| DATA TO USE |
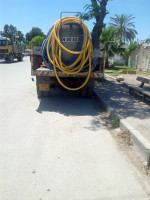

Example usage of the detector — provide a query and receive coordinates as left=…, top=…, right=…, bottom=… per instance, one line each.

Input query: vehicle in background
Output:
left=23, top=49, right=31, bottom=56
left=0, top=37, right=24, bottom=63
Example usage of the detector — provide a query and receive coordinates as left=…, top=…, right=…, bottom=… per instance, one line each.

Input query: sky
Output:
left=0, top=0, right=150, bottom=41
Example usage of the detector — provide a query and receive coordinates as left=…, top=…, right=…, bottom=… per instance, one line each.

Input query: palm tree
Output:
left=100, top=27, right=125, bottom=69
left=110, top=14, right=137, bottom=43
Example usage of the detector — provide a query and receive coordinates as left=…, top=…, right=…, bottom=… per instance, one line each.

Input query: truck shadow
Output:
left=36, top=88, right=101, bottom=116
left=36, top=89, right=106, bottom=131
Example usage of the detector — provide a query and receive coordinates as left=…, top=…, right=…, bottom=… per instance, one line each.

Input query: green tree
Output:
left=80, top=0, right=109, bottom=57
left=100, top=27, right=125, bottom=69
left=15, top=31, right=24, bottom=42
left=123, top=42, right=139, bottom=65
left=27, top=36, right=45, bottom=49
left=26, top=27, right=45, bottom=42
left=2, top=24, right=17, bottom=41
left=2, top=24, right=24, bottom=42
left=110, top=14, right=137, bottom=43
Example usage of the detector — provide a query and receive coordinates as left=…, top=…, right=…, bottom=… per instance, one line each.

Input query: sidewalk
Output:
left=95, top=78, right=150, bottom=162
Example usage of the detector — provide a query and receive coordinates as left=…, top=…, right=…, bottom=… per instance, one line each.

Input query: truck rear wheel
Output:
left=36, top=85, right=44, bottom=98
left=86, top=85, right=94, bottom=98
left=17, top=54, right=23, bottom=62
left=8, top=54, right=14, bottom=63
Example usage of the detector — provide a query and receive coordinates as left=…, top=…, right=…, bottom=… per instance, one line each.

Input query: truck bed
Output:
left=31, top=46, right=103, bottom=78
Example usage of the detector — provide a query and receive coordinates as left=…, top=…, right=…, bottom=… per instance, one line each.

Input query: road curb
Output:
left=94, top=91, right=150, bottom=166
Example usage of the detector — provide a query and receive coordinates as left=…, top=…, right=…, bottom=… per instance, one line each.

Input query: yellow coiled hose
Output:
left=46, top=17, right=93, bottom=90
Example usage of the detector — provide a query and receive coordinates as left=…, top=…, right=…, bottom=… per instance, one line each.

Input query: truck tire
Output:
left=17, top=54, right=23, bottom=62
left=8, top=53, right=14, bottom=63
left=79, top=87, right=87, bottom=97
left=36, top=85, right=44, bottom=98
left=86, top=85, right=94, bottom=98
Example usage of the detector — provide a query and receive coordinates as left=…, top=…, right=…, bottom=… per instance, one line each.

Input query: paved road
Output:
left=0, top=58, right=150, bottom=200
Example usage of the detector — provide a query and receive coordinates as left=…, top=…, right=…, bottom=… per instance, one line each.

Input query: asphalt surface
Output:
left=0, top=58, right=150, bottom=200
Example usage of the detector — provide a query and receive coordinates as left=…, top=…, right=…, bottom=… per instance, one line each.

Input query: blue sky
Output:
left=0, top=0, right=150, bottom=40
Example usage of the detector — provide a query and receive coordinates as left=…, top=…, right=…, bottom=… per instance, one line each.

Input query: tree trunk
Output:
left=91, top=0, right=108, bottom=70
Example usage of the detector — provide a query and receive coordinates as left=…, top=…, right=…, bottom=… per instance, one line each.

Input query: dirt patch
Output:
left=101, top=111, right=150, bottom=179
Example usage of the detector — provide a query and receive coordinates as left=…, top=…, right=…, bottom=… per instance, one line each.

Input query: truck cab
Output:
left=0, top=37, right=24, bottom=63
left=0, top=37, right=12, bottom=60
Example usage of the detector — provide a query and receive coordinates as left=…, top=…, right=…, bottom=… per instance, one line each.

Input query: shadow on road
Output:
left=36, top=89, right=101, bottom=116
left=0, top=59, right=24, bottom=65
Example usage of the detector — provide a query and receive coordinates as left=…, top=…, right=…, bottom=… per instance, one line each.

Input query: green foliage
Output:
left=27, top=36, right=45, bottom=49
left=100, top=27, right=125, bottom=68
left=2, top=24, right=24, bottom=42
left=123, top=42, right=139, bottom=64
left=26, top=27, right=45, bottom=42
left=110, top=115, right=120, bottom=128
left=110, top=14, right=137, bottom=43
left=100, top=27, right=118, bottom=56
left=78, top=0, right=109, bottom=50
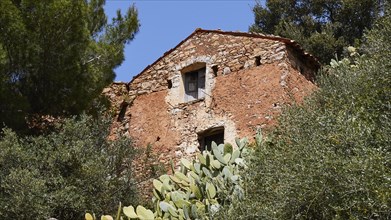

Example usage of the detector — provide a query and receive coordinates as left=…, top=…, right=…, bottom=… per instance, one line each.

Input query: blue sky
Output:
left=105, top=0, right=263, bottom=82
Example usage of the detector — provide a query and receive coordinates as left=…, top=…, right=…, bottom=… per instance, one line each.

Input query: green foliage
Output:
left=0, top=0, right=139, bottom=130
left=0, top=115, right=137, bottom=219
left=85, top=139, right=248, bottom=220
left=220, top=7, right=391, bottom=219
left=250, top=0, right=385, bottom=64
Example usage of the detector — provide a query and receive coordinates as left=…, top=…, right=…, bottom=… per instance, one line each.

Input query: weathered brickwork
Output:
left=106, top=30, right=318, bottom=161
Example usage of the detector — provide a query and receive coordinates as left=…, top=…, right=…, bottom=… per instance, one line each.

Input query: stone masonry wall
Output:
left=105, top=32, right=315, bottom=165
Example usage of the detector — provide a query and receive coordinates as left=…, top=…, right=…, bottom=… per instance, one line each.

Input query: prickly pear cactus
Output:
left=86, top=139, right=251, bottom=220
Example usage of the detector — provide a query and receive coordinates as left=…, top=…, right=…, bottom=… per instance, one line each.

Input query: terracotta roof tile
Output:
left=129, top=28, right=320, bottom=84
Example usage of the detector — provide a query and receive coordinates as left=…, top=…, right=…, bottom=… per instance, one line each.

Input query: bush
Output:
left=220, top=8, right=391, bottom=219
left=0, top=115, right=137, bottom=219
left=85, top=139, right=248, bottom=220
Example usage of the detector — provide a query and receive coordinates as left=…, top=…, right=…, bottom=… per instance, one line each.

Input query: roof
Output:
left=129, top=28, right=320, bottom=84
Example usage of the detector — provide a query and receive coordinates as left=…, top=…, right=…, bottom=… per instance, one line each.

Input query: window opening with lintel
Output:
left=198, top=127, right=224, bottom=151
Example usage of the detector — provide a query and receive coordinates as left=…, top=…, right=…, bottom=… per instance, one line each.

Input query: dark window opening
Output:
left=255, top=56, right=261, bottom=66
left=117, top=102, right=129, bottom=122
left=167, top=79, right=172, bottom=89
left=212, top=65, right=219, bottom=76
left=198, top=127, right=224, bottom=151
left=184, top=67, right=206, bottom=102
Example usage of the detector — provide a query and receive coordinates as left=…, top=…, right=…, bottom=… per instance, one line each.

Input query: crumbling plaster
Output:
left=105, top=31, right=316, bottom=162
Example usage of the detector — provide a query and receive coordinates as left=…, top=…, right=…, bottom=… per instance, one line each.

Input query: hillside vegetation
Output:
left=221, top=6, right=391, bottom=219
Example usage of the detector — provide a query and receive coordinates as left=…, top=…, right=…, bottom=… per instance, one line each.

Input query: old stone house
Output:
left=104, top=29, right=319, bottom=162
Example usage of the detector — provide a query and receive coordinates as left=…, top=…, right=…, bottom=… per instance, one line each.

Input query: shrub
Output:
left=220, top=7, right=391, bottom=219
left=85, top=139, right=248, bottom=220
left=0, top=115, right=137, bottom=219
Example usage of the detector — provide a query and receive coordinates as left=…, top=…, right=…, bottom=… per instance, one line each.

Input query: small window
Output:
left=184, top=68, right=206, bottom=102
left=255, top=56, right=261, bottom=66
left=198, top=127, right=224, bottom=151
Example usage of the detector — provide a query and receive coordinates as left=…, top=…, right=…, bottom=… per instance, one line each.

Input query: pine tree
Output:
left=0, top=0, right=139, bottom=130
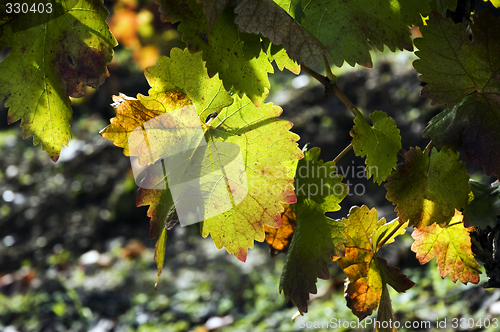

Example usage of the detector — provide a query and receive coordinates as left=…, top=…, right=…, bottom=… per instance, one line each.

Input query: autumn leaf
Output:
left=280, top=148, right=348, bottom=312
left=385, top=147, right=470, bottom=228
left=350, top=111, right=401, bottom=184
left=299, top=0, right=430, bottom=68
left=102, top=49, right=302, bottom=261
left=429, top=0, right=457, bottom=14
left=234, top=0, right=328, bottom=67
left=337, top=206, right=414, bottom=319
left=0, top=0, right=117, bottom=161
left=160, top=0, right=273, bottom=107
left=413, top=10, right=500, bottom=106
left=411, top=211, right=481, bottom=284
left=264, top=204, right=297, bottom=257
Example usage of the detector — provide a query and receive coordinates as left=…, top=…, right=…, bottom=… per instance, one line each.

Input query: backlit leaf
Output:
left=0, top=0, right=117, bottom=161
left=337, top=206, right=414, bottom=319
left=350, top=111, right=401, bottom=184
left=423, top=94, right=500, bottom=176
left=160, top=0, right=273, bottom=107
left=267, top=43, right=300, bottom=75
left=196, top=0, right=229, bottom=29
left=411, top=211, right=481, bottom=284
left=280, top=148, right=348, bottom=312
left=102, top=50, right=302, bottom=261
left=463, top=180, right=500, bottom=229
left=299, top=0, right=430, bottom=67
left=385, top=147, right=470, bottom=228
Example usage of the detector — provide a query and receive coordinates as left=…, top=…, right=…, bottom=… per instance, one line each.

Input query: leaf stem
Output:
left=333, top=143, right=352, bottom=164
left=323, top=56, right=337, bottom=83
left=377, top=223, right=405, bottom=250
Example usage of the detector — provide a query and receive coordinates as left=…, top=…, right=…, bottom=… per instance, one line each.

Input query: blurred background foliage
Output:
left=0, top=0, right=500, bottom=332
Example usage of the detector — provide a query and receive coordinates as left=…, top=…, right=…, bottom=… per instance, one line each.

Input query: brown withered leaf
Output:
left=264, top=204, right=297, bottom=257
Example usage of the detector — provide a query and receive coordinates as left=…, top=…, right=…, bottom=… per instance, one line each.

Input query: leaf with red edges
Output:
left=411, top=211, right=481, bottom=284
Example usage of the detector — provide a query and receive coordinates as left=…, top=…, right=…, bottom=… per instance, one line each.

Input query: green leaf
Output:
left=160, top=0, right=273, bottom=107
left=411, top=211, right=481, bottom=284
left=0, top=0, right=117, bottom=161
left=299, top=0, right=430, bottom=68
left=102, top=50, right=302, bottom=261
left=350, top=111, right=401, bottom=184
left=337, top=206, right=414, bottom=319
left=385, top=147, right=470, bottom=228
left=280, top=148, right=348, bottom=312
left=234, top=0, right=328, bottom=67
left=463, top=180, right=500, bottom=228
left=423, top=94, right=500, bottom=176
left=413, top=10, right=500, bottom=107
left=155, top=228, right=167, bottom=289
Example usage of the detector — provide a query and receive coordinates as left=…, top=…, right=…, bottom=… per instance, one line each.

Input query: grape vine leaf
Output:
left=160, top=0, right=273, bottom=107
left=337, top=205, right=414, bottom=319
left=196, top=0, right=229, bottom=29
left=102, top=49, right=302, bottom=261
left=463, top=180, right=500, bottom=229
left=264, top=204, right=297, bottom=257
left=423, top=93, right=500, bottom=177
left=101, top=48, right=233, bottom=160
left=0, top=0, right=117, bottom=161
left=266, top=43, right=300, bottom=75
left=299, top=0, right=430, bottom=68
left=411, top=210, right=481, bottom=284
left=350, top=111, right=401, bottom=184
left=280, top=148, right=348, bottom=312
left=483, top=0, right=500, bottom=8
left=234, top=0, right=328, bottom=67
left=413, top=10, right=500, bottom=107
left=385, top=147, right=470, bottom=228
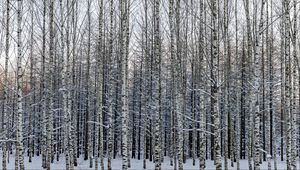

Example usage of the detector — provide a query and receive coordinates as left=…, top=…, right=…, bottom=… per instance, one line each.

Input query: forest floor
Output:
left=0, top=154, right=300, bottom=170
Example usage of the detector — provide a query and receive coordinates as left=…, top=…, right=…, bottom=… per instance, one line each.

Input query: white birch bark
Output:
left=2, top=0, right=10, bottom=170
left=15, top=0, right=25, bottom=170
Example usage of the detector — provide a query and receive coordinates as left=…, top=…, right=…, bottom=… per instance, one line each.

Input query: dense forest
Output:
left=0, top=0, right=300, bottom=170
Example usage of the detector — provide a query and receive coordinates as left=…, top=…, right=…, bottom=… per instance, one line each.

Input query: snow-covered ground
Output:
left=0, top=155, right=300, bottom=170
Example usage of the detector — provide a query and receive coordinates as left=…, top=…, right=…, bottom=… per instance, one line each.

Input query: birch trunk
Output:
left=2, top=0, right=10, bottom=170
left=15, top=0, right=25, bottom=170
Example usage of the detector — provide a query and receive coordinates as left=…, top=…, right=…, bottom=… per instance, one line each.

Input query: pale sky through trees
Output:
left=0, top=0, right=300, bottom=170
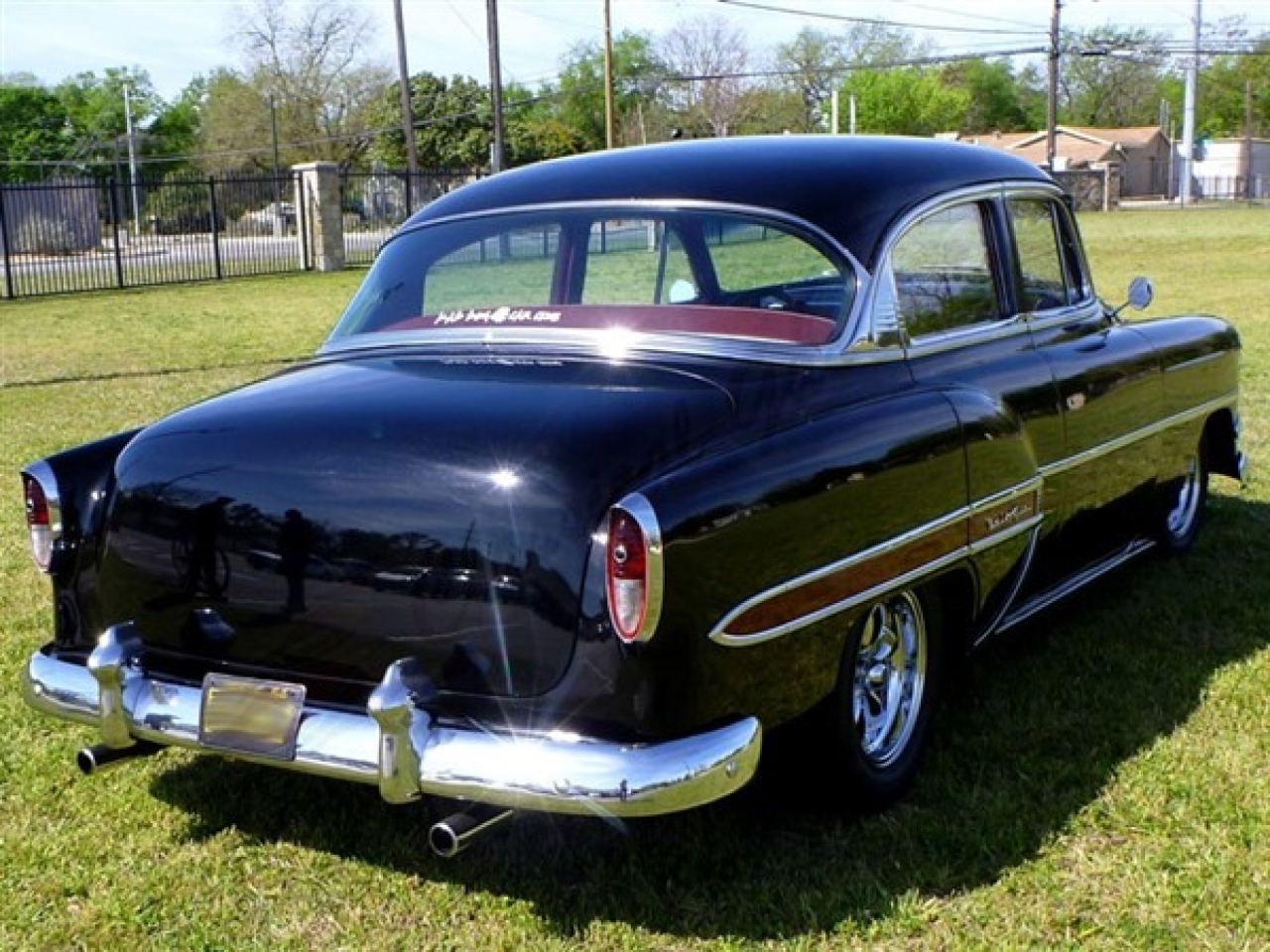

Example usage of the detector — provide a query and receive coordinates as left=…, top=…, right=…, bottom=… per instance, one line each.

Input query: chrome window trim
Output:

| TASK TO COMPLETE |
Collect every line of the records that contains the word "opening".

| TASK RESPONSE |
Input query: window opening with lintel
Input query: dark window opening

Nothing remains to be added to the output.